### What this task involves
Each line from the one containing "Guideline — for every instance of the blue baseball" through the last line of the data below is to be written out verbatim, and nothing more.

|---|

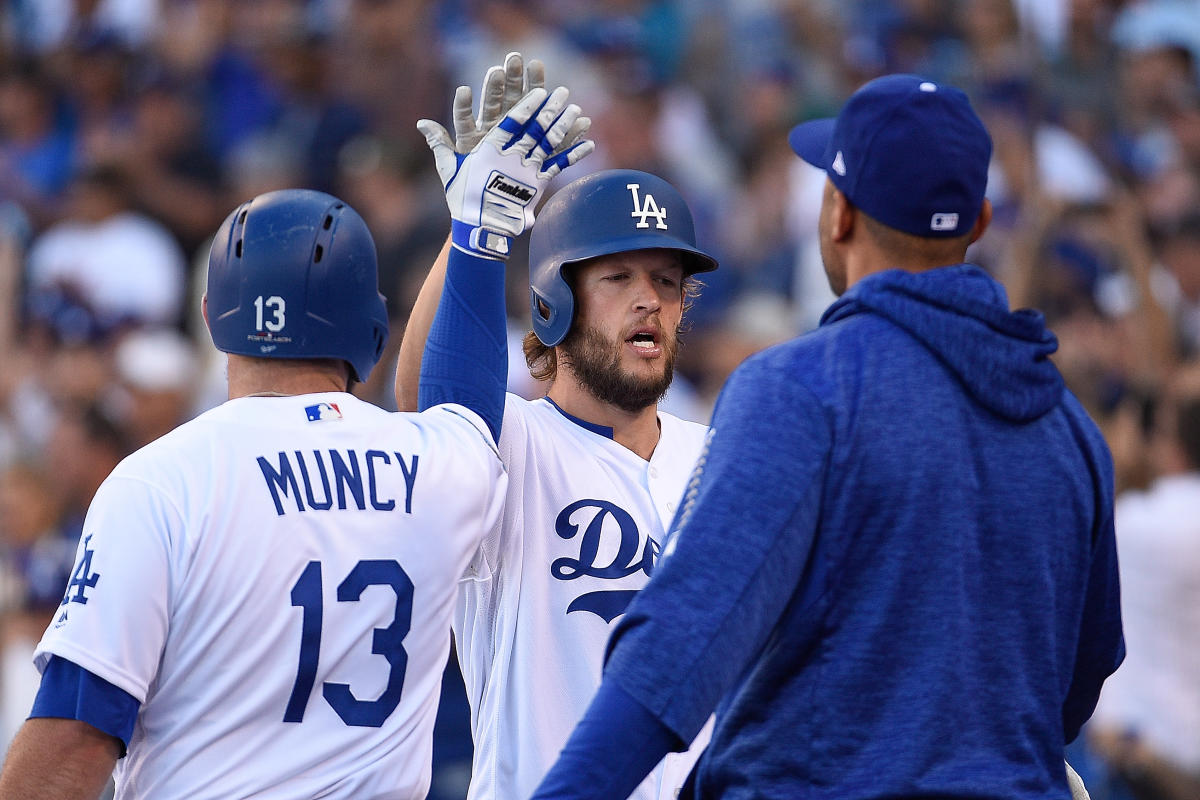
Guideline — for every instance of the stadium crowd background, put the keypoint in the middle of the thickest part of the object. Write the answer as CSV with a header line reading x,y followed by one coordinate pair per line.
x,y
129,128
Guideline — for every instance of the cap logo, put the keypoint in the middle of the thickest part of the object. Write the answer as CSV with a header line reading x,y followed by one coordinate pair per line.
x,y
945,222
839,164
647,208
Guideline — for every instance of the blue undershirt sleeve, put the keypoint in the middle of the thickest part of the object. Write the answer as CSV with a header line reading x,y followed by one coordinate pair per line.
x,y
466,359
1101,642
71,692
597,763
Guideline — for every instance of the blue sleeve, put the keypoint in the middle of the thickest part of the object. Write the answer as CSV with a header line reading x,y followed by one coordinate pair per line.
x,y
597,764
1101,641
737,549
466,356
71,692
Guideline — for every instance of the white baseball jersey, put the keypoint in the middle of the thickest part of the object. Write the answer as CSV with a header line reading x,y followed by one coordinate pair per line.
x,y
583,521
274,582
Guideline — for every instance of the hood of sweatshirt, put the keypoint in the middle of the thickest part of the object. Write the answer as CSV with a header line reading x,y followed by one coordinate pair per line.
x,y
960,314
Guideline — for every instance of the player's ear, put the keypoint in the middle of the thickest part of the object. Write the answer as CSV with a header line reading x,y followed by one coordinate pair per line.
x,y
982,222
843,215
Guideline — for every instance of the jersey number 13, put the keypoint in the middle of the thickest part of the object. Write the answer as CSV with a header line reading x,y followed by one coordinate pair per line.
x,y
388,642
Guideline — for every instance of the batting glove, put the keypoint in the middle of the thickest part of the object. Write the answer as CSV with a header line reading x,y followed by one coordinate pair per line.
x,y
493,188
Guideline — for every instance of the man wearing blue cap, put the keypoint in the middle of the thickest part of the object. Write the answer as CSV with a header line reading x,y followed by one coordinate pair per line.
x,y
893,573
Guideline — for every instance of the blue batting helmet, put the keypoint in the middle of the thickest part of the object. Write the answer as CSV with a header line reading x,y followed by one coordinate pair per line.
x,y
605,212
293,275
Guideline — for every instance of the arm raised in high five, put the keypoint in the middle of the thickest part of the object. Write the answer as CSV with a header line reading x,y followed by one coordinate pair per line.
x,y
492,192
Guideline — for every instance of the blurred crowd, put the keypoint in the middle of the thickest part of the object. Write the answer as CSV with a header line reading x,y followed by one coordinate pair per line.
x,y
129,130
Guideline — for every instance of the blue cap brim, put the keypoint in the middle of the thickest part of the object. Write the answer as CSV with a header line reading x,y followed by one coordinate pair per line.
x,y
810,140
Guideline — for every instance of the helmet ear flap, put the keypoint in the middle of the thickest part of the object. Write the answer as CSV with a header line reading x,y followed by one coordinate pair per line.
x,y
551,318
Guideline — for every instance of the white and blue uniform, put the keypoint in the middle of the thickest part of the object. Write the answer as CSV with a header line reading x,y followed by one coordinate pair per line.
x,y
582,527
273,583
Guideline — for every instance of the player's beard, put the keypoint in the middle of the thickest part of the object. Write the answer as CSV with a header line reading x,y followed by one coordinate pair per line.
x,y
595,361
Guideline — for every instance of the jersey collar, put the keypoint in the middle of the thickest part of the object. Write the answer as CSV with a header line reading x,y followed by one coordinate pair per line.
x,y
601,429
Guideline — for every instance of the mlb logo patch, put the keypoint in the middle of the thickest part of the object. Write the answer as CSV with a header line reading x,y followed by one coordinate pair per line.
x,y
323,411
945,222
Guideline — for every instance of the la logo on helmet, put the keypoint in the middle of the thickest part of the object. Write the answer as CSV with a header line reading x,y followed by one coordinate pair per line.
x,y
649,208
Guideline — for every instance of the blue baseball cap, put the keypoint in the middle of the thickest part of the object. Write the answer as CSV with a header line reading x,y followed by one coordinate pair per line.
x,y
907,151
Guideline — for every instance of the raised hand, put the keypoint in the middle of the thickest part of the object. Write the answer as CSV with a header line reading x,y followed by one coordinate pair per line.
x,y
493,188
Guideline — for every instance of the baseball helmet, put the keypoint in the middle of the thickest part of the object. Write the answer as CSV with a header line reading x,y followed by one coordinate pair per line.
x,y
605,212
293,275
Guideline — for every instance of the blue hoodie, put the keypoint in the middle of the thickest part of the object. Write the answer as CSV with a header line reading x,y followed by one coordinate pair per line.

|---|

### Answer to this exercise
Guideline — for every instance of the blue baseball cap, put the keypoint in the middle of the thickest part of the object. Write the answer as CSV with a header line reading x,y followed by one coordinate pair per line.
x,y
907,151
Guideline — for every instance of the raised hand, put the keypoint in the middle of the thickest part of the object. Write the answer as CSV with a header line reading x,y followed by one coordinate pair per line.
x,y
493,188
Guideline — for every instance of the baseball helmet, put the keypoint in the middle of the thickest part of the object. Write the answer as CSV with a header line reading x,y followed by one coordinate pair per line.
x,y
605,212
293,275
Guideline — for every instance of the blue hoodie, put the keypoint in the middle of the thickest part of the object. Write the answer as CSV with a header line reading x,y followed by one coordinate pair per line.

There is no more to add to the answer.